● **本文抜粋**
┌──
「犬って風邪を引くの?」
飼い主さんに、よくこんな事を聞かれます。
答えは、どちらも「No」です。
人から犬、犬から人、どちらも伝染することはありません。
犬には風邪といわれる病気はありませんが、犬には犬伝染性気管・気管支炎(ケンネルコフ)といわれる「咳」を主な症状とした風邪のような病気があります。
※ 他の病気でも同様に咳をする事があります。
例)心臓疾患、フィラリア症、気管虚脱、腫瘍、ジステンパーウイルスなど
~どんな症状~
・軽度であれば、咳以外にはほとんど問題はなく、胸部レントゲン検査、血液検査および血液生化学検査でも明らかな異常はみられません。
・病状が進行すれば、元気がなくなり、食欲の低下、発熱などの症状に加え、白血球増加症、気管支の異常などがみられます。
・さらに進行すれば、膿性の鼻汁や眼脂(黄色~緑色の鼻水、目ヤニ)、さらには肺炎を引き起こすことがあります。
└──
ケンネルコフについての本文の続きを、最後の文の後から書いてください。 以下の項目は、本文とは関係のない別の資料です。

● **演習データ**
┌──
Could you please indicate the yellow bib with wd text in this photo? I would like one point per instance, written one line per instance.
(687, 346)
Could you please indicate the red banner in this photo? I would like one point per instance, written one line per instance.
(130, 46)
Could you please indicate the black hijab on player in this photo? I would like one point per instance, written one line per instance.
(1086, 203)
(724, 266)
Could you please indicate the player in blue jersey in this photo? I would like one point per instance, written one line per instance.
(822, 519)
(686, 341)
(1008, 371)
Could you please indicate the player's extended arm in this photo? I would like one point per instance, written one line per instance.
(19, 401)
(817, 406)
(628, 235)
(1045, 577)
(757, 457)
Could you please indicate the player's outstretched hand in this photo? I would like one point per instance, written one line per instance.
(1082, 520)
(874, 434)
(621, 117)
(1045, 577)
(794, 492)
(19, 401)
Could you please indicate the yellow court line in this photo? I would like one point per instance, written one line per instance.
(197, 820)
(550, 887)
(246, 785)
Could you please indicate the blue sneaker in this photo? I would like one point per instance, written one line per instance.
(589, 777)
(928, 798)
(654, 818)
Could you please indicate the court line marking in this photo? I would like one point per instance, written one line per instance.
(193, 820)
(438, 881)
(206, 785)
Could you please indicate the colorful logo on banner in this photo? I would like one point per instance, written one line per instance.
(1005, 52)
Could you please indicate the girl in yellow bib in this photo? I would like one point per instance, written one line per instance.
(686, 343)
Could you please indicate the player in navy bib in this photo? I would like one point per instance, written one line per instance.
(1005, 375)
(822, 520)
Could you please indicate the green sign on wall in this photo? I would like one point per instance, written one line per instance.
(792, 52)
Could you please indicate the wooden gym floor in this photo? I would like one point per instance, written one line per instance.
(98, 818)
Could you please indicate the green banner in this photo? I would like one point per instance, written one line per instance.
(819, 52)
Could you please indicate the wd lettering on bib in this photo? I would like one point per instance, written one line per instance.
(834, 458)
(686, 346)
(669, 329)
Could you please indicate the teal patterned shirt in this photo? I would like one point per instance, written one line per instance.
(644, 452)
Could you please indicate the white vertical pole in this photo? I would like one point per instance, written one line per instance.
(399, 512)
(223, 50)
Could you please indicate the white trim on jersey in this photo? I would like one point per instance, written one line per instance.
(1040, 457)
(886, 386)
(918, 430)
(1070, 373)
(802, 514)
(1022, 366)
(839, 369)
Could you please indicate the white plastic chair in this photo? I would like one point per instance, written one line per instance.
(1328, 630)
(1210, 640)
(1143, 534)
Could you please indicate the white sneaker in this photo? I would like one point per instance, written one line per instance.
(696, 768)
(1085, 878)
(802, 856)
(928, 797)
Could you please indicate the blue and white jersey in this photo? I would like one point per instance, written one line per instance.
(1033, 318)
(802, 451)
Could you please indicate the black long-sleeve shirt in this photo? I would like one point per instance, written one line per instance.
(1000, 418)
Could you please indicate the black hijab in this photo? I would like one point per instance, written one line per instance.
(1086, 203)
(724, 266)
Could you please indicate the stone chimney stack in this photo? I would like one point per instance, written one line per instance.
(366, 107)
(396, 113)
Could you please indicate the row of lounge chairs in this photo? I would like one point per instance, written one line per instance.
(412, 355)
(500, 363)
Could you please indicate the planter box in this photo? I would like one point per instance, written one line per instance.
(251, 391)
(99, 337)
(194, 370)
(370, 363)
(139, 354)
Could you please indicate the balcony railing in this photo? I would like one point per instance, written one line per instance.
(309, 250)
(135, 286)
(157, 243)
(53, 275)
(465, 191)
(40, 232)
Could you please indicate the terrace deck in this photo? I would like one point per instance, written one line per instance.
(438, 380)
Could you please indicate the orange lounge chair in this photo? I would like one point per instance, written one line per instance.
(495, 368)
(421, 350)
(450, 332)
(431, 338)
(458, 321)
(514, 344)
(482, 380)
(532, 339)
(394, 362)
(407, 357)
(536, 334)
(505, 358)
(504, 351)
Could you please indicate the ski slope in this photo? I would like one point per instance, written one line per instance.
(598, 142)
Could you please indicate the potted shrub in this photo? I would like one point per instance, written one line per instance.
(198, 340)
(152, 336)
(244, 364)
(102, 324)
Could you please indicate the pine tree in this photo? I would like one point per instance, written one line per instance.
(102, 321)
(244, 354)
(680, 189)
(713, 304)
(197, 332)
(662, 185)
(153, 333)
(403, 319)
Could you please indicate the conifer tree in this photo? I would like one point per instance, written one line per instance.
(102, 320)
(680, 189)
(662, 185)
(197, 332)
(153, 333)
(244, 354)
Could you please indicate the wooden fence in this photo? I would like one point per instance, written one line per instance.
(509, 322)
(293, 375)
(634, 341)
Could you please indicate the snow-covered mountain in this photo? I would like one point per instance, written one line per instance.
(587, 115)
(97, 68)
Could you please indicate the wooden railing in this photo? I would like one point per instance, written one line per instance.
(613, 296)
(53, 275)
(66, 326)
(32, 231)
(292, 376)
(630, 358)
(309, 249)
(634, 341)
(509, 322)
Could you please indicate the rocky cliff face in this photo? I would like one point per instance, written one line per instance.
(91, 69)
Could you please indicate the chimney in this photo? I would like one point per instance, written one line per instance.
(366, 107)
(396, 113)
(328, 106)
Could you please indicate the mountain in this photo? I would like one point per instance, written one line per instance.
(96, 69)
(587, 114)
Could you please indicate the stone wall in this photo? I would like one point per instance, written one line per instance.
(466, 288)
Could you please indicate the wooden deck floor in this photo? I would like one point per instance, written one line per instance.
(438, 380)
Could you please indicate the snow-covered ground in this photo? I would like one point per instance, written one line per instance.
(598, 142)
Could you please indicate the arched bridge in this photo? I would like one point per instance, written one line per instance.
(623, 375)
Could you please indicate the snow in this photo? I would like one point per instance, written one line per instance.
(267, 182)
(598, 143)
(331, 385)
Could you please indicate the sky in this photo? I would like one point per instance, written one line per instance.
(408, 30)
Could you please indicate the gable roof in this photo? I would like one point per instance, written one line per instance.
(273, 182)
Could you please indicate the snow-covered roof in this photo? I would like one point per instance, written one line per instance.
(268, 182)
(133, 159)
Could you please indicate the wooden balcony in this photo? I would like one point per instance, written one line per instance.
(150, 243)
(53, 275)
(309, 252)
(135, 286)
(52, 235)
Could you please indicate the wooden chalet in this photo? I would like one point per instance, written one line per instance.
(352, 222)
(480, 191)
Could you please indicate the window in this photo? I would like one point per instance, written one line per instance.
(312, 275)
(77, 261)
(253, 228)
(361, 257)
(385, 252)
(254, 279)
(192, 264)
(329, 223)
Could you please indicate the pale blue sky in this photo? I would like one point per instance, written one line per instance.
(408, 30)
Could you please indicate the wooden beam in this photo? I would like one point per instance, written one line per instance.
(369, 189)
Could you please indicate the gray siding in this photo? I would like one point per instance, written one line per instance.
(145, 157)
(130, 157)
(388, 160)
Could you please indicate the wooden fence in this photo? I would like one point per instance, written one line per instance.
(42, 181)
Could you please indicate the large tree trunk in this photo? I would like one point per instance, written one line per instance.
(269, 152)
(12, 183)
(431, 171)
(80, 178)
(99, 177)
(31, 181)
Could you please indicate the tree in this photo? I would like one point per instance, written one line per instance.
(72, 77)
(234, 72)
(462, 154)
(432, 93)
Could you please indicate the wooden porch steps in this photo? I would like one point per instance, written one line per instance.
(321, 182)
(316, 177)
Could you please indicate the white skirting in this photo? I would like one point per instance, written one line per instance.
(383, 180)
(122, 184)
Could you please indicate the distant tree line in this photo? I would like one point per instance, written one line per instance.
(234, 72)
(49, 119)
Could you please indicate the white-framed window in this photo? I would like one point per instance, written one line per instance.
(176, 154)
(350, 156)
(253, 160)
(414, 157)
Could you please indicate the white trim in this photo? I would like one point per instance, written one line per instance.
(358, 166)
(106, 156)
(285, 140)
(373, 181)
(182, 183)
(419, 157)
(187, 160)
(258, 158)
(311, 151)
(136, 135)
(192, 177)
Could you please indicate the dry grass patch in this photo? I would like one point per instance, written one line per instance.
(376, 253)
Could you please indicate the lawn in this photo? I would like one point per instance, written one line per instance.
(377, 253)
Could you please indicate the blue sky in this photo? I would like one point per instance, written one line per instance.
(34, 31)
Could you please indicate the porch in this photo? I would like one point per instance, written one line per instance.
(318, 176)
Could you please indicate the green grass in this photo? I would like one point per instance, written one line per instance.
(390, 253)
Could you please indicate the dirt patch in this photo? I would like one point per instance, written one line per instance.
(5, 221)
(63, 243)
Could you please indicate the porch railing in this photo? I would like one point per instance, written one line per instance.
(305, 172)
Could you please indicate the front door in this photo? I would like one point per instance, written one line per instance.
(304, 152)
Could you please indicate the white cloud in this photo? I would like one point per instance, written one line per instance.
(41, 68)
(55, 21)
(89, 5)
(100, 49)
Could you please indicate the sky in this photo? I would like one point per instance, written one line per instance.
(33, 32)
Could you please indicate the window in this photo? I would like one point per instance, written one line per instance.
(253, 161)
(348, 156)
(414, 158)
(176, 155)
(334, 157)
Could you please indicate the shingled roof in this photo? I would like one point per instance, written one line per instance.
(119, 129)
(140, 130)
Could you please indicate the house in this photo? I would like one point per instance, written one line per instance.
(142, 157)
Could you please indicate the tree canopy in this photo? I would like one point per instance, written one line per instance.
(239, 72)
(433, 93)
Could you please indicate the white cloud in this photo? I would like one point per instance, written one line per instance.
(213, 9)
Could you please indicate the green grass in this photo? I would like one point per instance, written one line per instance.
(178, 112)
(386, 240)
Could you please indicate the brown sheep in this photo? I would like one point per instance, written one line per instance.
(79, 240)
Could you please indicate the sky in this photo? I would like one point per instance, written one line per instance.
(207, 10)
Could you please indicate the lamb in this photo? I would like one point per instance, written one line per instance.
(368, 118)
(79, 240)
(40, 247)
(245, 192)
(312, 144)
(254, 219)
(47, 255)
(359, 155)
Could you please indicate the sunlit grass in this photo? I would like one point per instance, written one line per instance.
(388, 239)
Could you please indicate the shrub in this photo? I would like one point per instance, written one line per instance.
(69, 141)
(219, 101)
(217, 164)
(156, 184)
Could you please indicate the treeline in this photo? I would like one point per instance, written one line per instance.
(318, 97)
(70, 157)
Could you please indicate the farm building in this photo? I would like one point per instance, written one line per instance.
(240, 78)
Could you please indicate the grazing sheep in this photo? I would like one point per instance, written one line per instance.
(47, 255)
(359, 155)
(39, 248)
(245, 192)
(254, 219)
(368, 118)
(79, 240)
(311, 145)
└──
● **課題の出力**
免疫力が弱く、環境の変化などによるストレスを受けやすい子犬での感染が多くみられます。

~ケンネルコフの主な原因は?~
パラインフルエンザウイルス、アデノウイルス2型、気管支敗血症菌(Bordetella bronchiseptica)、またマイコプラズマなどの複合感染と考えられています。
上記のような咳、くしゃみなどの症状のある犬との接触が感染の原因となります。
~感染の軽減、予防法は?~
・病気を持っている犬との接触を避ける
・混合ワクチンの接種
・十分な栄養
・ストレスの軽減
・ケージ、餌入れ、水入れなどの十分な消毒
・飼い主さんの手の消毒
・部屋の換気
伝染力の強い病気です。また感染後2~3ヶ月は他の子へうつす可能性があります。病気の進行、感染の拡大を避けるために十分な注意が必要です。